■ Tasks to perform
a) Print the stretch of the Title II accommodations passage from "Employing a skilled" through "in judicial proceedings.".
b) In the Title II accommodations passage, what example does the Title II Technical Assistance Manual use to illustrate the obligation to provide individualized assistance?

■ Source extract

Under Title II, public entities use skilled individuals to accommodate individuals with mental disabilities. For example, the Title II Technical Assistance Manual describes how a public entity may have an obligation to provide “individualized assistance” to an individual with a mental disability to participate in programs.[28] In the illustration, the manual uses the example of an application process for county benefits that “is extremely lengthy and complex.”[29] The manual asserts that, because of the complexity of the process, individuals with mental disabilities may not be able to complete the application without individualized assistance or other accommodations. Thus these individuals are “effectively denied benefits to which they are otherwise entitled.”[30] Therefore, the county has an “obligation to make reasonable modifications to its application process to ensure that otherwise eligible individuals are not denied needed benefits.”[31]

Additionally, public post-secondary education institutions are public entities under Title II that have developed several accommodations to support individuals with mental disabilities through the use of skilled individuals. Academic experts urge higher education institutions to “appoint individuals who can assist [students with mental disabilities] as note-takers, reader, scribes, or other essential roles.”[32] Additionally, experts from the University of Washington identify several accommodations for students with mental disabilities, including assigning a classmate to be a volunteer assistant, notetakers, and alternate formats for exams and homework.[33]

Employing a skilled individual as an accommodation to support persons with mental disabilities navigate the civil court system is analogous to programs that public universities and county assistance programs are already expected to use as public entities. Although many state judiciaries have yet to adopt similar programs, they still have the legal obligation to ensure individuals with mental disabilities are meaningfully participating in judicial proceedings.

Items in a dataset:
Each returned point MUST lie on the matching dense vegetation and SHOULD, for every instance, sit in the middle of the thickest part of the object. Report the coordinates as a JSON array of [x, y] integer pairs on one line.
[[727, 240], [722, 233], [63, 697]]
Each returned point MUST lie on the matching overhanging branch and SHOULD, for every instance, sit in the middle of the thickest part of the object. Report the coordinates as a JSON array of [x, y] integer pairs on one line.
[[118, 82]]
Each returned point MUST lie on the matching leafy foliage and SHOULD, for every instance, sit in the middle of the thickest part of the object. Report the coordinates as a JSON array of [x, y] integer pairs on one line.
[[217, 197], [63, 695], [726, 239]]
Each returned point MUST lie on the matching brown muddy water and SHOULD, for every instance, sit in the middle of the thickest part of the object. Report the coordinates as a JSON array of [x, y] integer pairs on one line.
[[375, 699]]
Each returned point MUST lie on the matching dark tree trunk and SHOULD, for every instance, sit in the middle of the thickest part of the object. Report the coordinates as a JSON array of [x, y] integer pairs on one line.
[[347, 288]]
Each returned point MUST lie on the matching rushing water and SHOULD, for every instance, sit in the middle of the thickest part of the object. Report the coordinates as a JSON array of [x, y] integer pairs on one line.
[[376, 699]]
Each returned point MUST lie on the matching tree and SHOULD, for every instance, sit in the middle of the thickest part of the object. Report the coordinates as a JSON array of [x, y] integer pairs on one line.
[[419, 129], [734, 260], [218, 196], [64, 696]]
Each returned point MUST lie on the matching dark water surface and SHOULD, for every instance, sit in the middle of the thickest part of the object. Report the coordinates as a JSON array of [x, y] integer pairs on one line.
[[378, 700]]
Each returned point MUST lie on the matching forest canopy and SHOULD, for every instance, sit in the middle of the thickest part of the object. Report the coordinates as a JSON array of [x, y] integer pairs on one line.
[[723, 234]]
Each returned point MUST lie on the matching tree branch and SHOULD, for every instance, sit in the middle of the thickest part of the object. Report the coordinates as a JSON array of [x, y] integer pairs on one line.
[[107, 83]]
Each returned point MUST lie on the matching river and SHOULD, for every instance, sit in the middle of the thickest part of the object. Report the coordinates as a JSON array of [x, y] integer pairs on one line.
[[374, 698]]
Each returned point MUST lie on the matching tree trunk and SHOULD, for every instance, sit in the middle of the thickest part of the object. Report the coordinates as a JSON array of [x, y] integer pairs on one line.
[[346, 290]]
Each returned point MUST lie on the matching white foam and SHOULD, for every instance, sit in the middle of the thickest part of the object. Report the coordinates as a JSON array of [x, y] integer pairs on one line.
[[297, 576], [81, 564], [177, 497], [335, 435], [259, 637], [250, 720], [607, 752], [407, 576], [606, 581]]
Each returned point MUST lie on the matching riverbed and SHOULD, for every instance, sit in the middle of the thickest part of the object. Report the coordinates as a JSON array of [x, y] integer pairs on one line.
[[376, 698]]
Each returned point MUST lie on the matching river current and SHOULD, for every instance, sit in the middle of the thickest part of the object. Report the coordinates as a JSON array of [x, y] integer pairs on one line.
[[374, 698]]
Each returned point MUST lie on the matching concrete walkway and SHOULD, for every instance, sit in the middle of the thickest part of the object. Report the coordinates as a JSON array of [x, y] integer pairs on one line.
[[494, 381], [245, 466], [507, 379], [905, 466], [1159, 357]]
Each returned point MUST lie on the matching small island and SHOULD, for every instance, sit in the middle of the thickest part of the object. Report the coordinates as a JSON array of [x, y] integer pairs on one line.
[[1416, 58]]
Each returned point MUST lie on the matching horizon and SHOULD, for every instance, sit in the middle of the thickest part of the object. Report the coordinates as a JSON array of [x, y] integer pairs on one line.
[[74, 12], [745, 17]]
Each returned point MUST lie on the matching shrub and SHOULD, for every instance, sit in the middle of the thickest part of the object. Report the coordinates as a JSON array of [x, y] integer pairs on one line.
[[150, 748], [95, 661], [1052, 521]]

■ Task answers
a)
Employing a skilled individual as an accommodation to support persons with mental disabilities navigate the civil court system is analogous to programs that public universities and county assistance programs are already expected to use as public entities. Although many state judiciaries have yet to adopt similar programs, they still have the legal obligation to ensure individuals with mental disabilities are meaningfully participating in judicial proceedings.

b) An application process for county benefits that is extremely lengthy and complex.